Text:
The HPV vaccine may the reason behind the large decline in genital warts diagnoses in Australian women, a new study published on April 18 in BMJ reveals.
HPV or human papillomavirus is the most common sexually transmitted infection, but many people do not know they have it. There are more than 40 types of viruses that can infect the genital area of men and women, as well as many more than can attack the mouth and throat.
It is passed through genital contact, most often through vaginal and anal sex. It can be passed through oral sex and genital-to-genital contact, even if the infected has no symptoms at the time. In rare occasions, a mother can pass genital HPV to her baby during delivery.
While in 90 percent of the cases the person's body will clear HPV from its system within two years, it can develop into different health problems. Some HPV can cause genital warts in men and women or warts in the throat known as recurrent respiratory papillomatosis (RRP). It can also cause normal cells to turn into abnormal cancer cells over time. HPV has been known to cause cervical, vulva, vagina, penis, anus and oropharynx (back of the throat, including the base of the tongue and tonsils) cancers.
The Centers of Disease Control and Prevention recommend that girls and boys at age 11 or 12 get the HPV vaccine, as well as women through the age of 26 and men through the age of 21 who did not get the vaccine when they were younger. It is also recommended for gay men, bisexual men and any man who has sex with a man. People with compromised immune systems because of illnesses like HIV or AIDS are also recommended to get the vaccine through the age of 26 if they did not get it earlier.
Australia introduced a program to offer free HPV vaccinations to girls between the ages of 12 to 13 years old in 2007. Catch-up programs for girls and young women 13 to 18 year olds and 18 to 26 year olds were implemented from 2007 through 2009. The vaccine that was used is supposed to protect against the types of HPV that cause 90 percent of genital warts and the HPV that causes cancer.

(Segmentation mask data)
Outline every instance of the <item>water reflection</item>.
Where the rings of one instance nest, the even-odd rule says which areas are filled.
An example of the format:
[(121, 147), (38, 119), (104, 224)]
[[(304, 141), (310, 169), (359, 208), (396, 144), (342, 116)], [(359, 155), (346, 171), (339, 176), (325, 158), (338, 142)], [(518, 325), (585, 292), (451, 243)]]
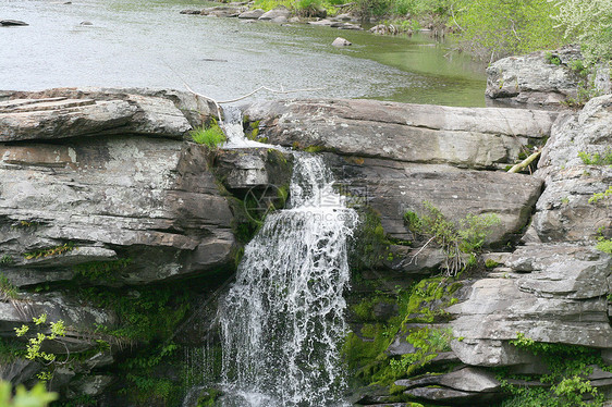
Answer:
[[(3, 0), (2, 18), (30, 25), (0, 28), (0, 88), (183, 88), (185, 81), (219, 99), (267, 85), (325, 88), (295, 97), (485, 104), (482, 66), (445, 55), (446, 48), (426, 38), (179, 14), (206, 5), (194, 0)], [(84, 21), (93, 25), (81, 25)], [(354, 46), (331, 47), (338, 36)]]

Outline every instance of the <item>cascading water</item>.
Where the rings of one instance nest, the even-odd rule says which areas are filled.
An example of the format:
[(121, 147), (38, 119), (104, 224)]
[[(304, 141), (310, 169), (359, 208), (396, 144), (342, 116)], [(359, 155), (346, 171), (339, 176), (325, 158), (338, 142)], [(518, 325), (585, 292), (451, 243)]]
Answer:
[(267, 217), (219, 310), (223, 406), (336, 406), (345, 387), (347, 239), (357, 222), (322, 159), (296, 155), (291, 209)]
[(229, 106), (223, 109), (223, 132), (228, 141), (223, 148), (270, 148), (270, 145), (249, 140), (244, 136), (242, 127), (242, 110), (235, 106)]

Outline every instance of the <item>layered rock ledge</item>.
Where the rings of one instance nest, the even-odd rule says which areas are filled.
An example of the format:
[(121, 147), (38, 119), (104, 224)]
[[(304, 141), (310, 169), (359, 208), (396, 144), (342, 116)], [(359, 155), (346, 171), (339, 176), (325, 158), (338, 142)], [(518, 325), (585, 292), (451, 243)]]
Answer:
[[(362, 271), (366, 282), (355, 281), (350, 295), (376, 299), (395, 284), (408, 287), (443, 271), (443, 252), (407, 242), (415, 236), (404, 213), (418, 212), (424, 201), (452, 221), (499, 217), (485, 243), (499, 250), (487, 255), (497, 267), (463, 280), (462, 287), (443, 287), (445, 294), (409, 316), (406, 330), (384, 349), (401, 358), (417, 351), (408, 332), (450, 328), (456, 338), (452, 350), (431, 359), (448, 373), (396, 384), (405, 387), (405, 397), (475, 405), (506, 396), (491, 367), (542, 373), (538, 358), (510, 343), (518, 332), (597, 348), (610, 359), (612, 259), (592, 246), (597, 236), (610, 237), (612, 219), (605, 201), (588, 200), (612, 184), (612, 173), (609, 165), (586, 164), (578, 156), (607, 153), (611, 106), (610, 96), (593, 99), (582, 112), (561, 114), (289, 100), (252, 103), (244, 124), (257, 130), (254, 138), (323, 155), (341, 193), (376, 214), (387, 256)], [(13, 337), (15, 326), (48, 313), (70, 325), (71, 351), (94, 349), (100, 336), (88, 328), (112, 328), (122, 319), (75, 295), (81, 267), (96, 263), (120, 267), (102, 269), (112, 279), (97, 271), (85, 287), (137, 291), (219, 273), (217, 285), (206, 286), (198, 298), (208, 304), (211, 291), (235, 270), (248, 238), (242, 226), (256, 229), (241, 199), (254, 188), (277, 194), (292, 166), (290, 155), (267, 148), (211, 151), (192, 143), (189, 131), (211, 112), (216, 109), (201, 99), (173, 90), (0, 92), (0, 271), (10, 284), (2, 287), (0, 336)], [(503, 171), (544, 143), (534, 175)], [(384, 322), (396, 312), (396, 305), (376, 303), (367, 318)], [(443, 318), (429, 321), (428, 312)], [(358, 331), (363, 318), (351, 318)], [(189, 321), (178, 342), (195, 335), (185, 334), (197, 331), (198, 323)], [(66, 397), (84, 388), (100, 396), (115, 383), (108, 366), (118, 353), (113, 346), (83, 360), (62, 373), (57, 388)], [(107, 370), (97, 370), (100, 366)], [(2, 378), (14, 383), (38, 370), (21, 358), (0, 362)], [(605, 372), (593, 369), (591, 377), (609, 392)], [(360, 404), (394, 400), (384, 392), (367, 392)], [(128, 405), (112, 397), (100, 403)]]

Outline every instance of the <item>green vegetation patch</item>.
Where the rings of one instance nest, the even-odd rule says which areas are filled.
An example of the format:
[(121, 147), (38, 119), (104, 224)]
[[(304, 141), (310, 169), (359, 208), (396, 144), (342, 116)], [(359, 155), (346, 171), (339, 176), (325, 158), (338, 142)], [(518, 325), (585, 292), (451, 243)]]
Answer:
[[(445, 255), (444, 269), (448, 275), (456, 275), (476, 264), (476, 255), (485, 244), (491, 229), (500, 223), (494, 213), (467, 214), (457, 224), (444, 217), (431, 202), (423, 202), (421, 213), (407, 211), (404, 221), (417, 235), (425, 236), (425, 245), (434, 242)], [(463, 254), (468, 255), (466, 260)]]
[(68, 251), (73, 250), (74, 247), (75, 247), (74, 243), (69, 242), (69, 243), (65, 243), (63, 245), (59, 245), (59, 246), (54, 246), (54, 247), (49, 247), (49, 248), (45, 248), (45, 249), (38, 249), (38, 250), (34, 250), (34, 251), (24, 252), (22, 256), (26, 260), (40, 259), (40, 258), (45, 258), (45, 257), (59, 256), (59, 255), (65, 254)]
[[(550, 370), (541, 377), (510, 377), (505, 369), (499, 369), (498, 380), (512, 397), (500, 404), (501, 407), (564, 407), (603, 405), (604, 396), (585, 378), (592, 372), (590, 366), (612, 371), (601, 359), (599, 349), (586, 346), (549, 344), (536, 342), (523, 333), (516, 334), (516, 340), (510, 343), (518, 348), (528, 350), (542, 358)], [(539, 380), (550, 387), (528, 388), (512, 385), (507, 379)]]
[[(443, 308), (456, 303), (453, 294), (461, 286), (462, 283), (449, 278), (426, 279), (409, 289), (397, 288), (394, 295), (379, 294), (353, 306), (354, 313), (365, 320), (374, 319), (374, 306), (380, 301), (396, 304), (399, 309), (388, 321), (365, 323), (359, 332), (348, 334), (343, 355), (353, 378), (360, 384), (388, 386), (427, 366), (438, 353), (448, 350), (452, 340), (450, 330), (411, 324), (445, 319)], [(385, 350), (401, 332), (417, 350), (394, 359)]]
[(578, 151), (578, 157), (585, 165), (612, 165), (612, 148), (607, 148), (603, 153)]
[(208, 126), (194, 128), (189, 135), (195, 143), (206, 145), (208, 148), (217, 148), (228, 139), (215, 120)]

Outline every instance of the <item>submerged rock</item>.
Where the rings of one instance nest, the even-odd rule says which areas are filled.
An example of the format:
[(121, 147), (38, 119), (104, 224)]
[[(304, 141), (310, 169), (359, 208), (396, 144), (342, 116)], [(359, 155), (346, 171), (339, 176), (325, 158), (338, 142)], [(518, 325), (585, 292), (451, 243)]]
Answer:
[(261, 14), (261, 16), (259, 16), (259, 20), (274, 20), (279, 17), (289, 18), (290, 16), (291, 12), (289, 10), (286, 10), (285, 8), (278, 8)]
[(248, 10), (238, 14), (238, 18), (257, 20), (264, 15), (265, 11), (261, 9)]
[(342, 37), (338, 37), (336, 39), (333, 40), (333, 42), (331, 45), (334, 46), (334, 47), (346, 47), (346, 46), (352, 46), (353, 42), (351, 42), (347, 39), (344, 39)]

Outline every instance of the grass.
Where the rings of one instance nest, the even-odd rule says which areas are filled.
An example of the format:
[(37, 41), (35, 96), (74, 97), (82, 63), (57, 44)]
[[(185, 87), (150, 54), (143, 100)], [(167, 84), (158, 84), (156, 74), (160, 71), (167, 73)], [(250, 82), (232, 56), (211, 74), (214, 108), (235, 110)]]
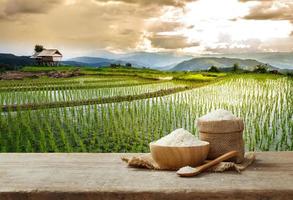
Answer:
[[(293, 150), (292, 78), (88, 71), (94, 73), (0, 81), (0, 151), (148, 152), (149, 142), (175, 128), (198, 135), (196, 119), (216, 108), (244, 119), (247, 150)], [(175, 80), (153, 80), (168, 76)]]

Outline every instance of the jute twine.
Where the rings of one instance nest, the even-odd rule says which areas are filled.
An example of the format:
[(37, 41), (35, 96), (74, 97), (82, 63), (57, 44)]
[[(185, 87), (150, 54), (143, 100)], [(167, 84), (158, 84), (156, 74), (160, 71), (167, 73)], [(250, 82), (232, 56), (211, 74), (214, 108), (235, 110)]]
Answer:
[(244, 159), (244, 141), (242, 138), (243, 120), (201, 121), (198, 120), (199, 137), (210, 143), (208, 159), (215, 159), (229, 151), (235, 150), (239, 154), (229, 161), (241, 163)]

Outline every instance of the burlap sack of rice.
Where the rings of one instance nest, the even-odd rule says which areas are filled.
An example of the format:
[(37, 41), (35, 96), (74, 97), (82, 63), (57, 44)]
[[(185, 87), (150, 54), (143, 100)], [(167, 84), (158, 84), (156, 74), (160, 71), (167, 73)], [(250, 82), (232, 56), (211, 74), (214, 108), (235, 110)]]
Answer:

Exercise requirements: According to the text on the HPV vaccine, in what year did Australia begin offering free HPV vaccinations to girls aged 12 to 13?

Reply: 2007